> [EXERCÍCIOS]:
1 > Enumere todas as personagens da peça que o texto sobre a peça nomeia.
2 > Segundo o texto sobre a peça, quem adaptou e encenou a peça?
3 > Indique se cada afirmação está de acordo com o texto sobre a peça: (a) a ação decorre no início dos anos 60; (b) Ricardo é capturado pela PIDE na Estação do Entroncamento; (c) o episódio real foi contado ao autor por alguém que nele participou.

> [TEXTO]:
----------
Não deixes que a noite se apague, de Domingos Lobo

Sérgio de Sousa

A peça parte de um episódio real da resistência ao fascismo

Intervalo - Grupo de Teatro leva à cena, no Auditório Lourdes Norberto em estreia absoluta, Não deixes que a noite se apague, de Domingos Lobo, Prémio Nacional de Teatro Bernardo Santareno 2009.

A partir dum episódio real da luta clandestina contra a ditadura fascista de Salazar, contado ao autor por um interveniente naquele, a peça foi congeminada, as personagens recriadas, e agora adaptada e encenada por Silva Henriques.

A acção passa-se no início dos anos 60, eclodira em Angola a guerra contra a potência colonizadora, Salazar manda que para lá se avance, rapidamente e em força; por cá, na zona do latifúndio, luta-se pelo fim do trabalho no campo de sol-a-sol; na Universidade cresce a revolta estudantil.

Ricardo, jovem militante do PCP com a tarefa de organizar a luta dos rurais no Ribatejo, perseguido pela PIDE, escapa à emboscada montada pelo Inspector Antunes do Ó na Estação do Entroncamento e esconde-se na casa de apoio preparada para o acolher, segue na sua actividade; casa dum companheiro, ausente, está a mulher, Isabel.
----------
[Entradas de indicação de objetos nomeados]
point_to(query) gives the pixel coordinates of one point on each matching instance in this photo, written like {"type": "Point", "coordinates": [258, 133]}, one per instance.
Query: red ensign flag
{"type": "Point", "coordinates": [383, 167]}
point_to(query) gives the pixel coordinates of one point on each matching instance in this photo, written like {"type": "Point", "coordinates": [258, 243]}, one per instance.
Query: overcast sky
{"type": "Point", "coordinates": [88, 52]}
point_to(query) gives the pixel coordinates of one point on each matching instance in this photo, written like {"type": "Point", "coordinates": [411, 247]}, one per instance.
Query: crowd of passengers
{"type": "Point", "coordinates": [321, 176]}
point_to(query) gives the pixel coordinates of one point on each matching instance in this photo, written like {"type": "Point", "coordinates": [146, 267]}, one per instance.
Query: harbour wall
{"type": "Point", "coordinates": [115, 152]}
----------
> [RESPOSTAS POR TAREFA]:
1 > Ricardo, o Inspector Antunes do Ó e Isabel.

2 > Silva Henriques.

3 >
(a) Sim: "A acção passa-se no início dos anos 60".
(b) Não: "escapa à emboscada montada pelo Inspector Antunes do Ó na Estação do Entroncamento".
(c) Sim: "contado ao autor por um interveniente naquele".